The research team discovered that TBIs, typically resulting from severe impacts like car accidents or falls, provoke a widespread brain response that extends well beyond the immediate area of injury. Notably, the brain initiates a remarkable process of self-repair and adaptation, creating new neural pathways across both hemispheres in an effort to restore lost connections. This adaptive response indicates a level of plasticity and resilience in the brain that was previously underappreciated in TBI research.
This indicates that the brain’s response to injury involves a complex, whole-brain reorganization process, rather than being confined to the damaged area.
“Even areas far away from the injury behaved differently immediately afterward,” remarked first author Samantha Bottom-Tanzer, an MD/PhD student in neuroscience at the School of Medicine. “Traumatic brain injury research tends to focus on the region of injury, but this study makes a good case that the entire brain can be affected, and imaging in distal regions can provide valuable information.”
One of the most striking findings was the altered pattern of brain activity in injured mice, which differed markedly from the expected distinct patterns of movement and rest seen in healthy brains. Instead, injured brains exhibited a uniform pattern of activity regardless of whether the mice were moving or stationary.
This homogenization of brain activity patterns suggests a disruption in the brain’s ability to switch states based on the task at hand, an essential aspect of normal brain function. Despite this impairment, the mice retained the ability to perform tasks such as running on an exercise wheel, indicating that the brain can find new ways to accomplish tasks despite its altered state.

[Collection entries]

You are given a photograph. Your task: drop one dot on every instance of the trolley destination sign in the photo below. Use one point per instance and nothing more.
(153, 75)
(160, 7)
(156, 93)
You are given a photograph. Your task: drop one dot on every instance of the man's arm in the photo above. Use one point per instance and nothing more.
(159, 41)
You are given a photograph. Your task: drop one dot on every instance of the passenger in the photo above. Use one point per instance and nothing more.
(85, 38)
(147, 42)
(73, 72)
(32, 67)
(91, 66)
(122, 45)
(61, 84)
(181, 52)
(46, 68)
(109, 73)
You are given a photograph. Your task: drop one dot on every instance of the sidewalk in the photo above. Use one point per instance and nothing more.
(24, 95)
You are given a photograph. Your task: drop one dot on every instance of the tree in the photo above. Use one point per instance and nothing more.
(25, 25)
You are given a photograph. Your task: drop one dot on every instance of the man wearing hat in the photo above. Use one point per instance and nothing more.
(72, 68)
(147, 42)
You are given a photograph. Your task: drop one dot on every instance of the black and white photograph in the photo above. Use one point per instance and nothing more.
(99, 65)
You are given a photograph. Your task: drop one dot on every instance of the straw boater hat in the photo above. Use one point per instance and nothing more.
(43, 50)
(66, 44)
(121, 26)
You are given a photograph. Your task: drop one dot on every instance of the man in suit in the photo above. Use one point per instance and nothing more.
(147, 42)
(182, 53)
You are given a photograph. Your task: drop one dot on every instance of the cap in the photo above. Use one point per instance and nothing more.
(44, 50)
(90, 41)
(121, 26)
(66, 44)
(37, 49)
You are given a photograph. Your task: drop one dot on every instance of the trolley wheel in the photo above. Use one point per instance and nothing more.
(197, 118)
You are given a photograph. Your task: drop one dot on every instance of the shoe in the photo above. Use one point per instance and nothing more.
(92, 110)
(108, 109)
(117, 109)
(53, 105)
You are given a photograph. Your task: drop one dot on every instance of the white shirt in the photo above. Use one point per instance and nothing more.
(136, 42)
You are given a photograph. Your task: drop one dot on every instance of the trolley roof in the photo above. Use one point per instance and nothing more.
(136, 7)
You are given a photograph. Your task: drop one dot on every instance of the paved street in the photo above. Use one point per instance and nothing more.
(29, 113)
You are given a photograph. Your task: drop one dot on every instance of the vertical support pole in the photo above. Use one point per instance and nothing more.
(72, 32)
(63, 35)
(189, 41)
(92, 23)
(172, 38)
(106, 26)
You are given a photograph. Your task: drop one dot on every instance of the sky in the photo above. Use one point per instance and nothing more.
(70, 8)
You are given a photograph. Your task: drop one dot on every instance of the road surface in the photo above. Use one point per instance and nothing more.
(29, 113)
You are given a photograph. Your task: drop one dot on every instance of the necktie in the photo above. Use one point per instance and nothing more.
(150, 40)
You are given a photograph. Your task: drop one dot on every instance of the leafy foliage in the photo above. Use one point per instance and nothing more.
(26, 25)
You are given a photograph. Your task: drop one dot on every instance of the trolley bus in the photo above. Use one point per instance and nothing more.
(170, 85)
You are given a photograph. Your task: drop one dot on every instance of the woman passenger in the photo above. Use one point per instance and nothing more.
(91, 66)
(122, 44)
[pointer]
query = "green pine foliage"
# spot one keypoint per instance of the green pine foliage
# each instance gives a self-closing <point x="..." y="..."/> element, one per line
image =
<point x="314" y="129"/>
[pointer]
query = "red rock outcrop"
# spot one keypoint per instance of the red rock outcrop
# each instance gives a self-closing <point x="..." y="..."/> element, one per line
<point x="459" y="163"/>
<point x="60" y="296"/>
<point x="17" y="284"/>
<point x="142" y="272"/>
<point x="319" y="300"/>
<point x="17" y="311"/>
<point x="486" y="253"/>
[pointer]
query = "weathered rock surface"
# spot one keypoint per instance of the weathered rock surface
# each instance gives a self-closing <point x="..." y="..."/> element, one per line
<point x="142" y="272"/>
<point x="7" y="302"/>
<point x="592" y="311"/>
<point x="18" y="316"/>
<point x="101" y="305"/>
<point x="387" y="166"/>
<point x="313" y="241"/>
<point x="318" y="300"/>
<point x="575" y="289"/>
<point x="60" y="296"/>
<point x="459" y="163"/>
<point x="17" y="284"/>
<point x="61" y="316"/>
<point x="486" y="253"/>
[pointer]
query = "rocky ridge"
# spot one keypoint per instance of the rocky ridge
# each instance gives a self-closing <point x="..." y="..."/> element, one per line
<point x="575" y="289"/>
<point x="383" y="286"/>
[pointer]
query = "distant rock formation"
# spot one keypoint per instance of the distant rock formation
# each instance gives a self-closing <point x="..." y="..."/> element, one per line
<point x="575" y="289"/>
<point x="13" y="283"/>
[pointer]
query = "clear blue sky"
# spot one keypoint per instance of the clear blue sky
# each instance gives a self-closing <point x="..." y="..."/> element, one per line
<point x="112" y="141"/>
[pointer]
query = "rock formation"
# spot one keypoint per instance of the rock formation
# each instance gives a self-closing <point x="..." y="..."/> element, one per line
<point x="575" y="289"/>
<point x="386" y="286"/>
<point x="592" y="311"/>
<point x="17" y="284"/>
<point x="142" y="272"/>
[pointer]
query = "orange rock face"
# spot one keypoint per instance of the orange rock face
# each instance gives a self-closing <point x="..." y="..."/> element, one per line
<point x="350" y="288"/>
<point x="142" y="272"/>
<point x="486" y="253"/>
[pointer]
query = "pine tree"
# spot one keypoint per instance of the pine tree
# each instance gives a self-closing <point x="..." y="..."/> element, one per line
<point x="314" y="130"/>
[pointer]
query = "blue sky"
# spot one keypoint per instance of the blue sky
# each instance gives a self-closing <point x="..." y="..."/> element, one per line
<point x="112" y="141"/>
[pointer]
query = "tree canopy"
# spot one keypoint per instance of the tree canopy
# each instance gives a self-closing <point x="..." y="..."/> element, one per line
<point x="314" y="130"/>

### YOUR INSTRUCTIONS
Please return the part of the traumatic brain injury text starting with "The research team" and going on through "the damaged area.", copied word for word.

### SOLUTION FOR THIS TASK
The research team discovered that TBIs, typically resulting from severe impacts like car accidents or falls, provoke a widespread brain response that extends well beyond the immediate area of injury. Notably, the brain initiates a remarkable process of self-repair and adaptation, creating new neural pathways across both hemispheres in an effort to restore lost connections. This adaptive response indicates a level of plasticity and resilience in the brain that was previously underappreciated in TBI research.
This indicates that the brain’s response to injury involves a complex, whole-brain reorganization process, rather than being confined to the damaged area.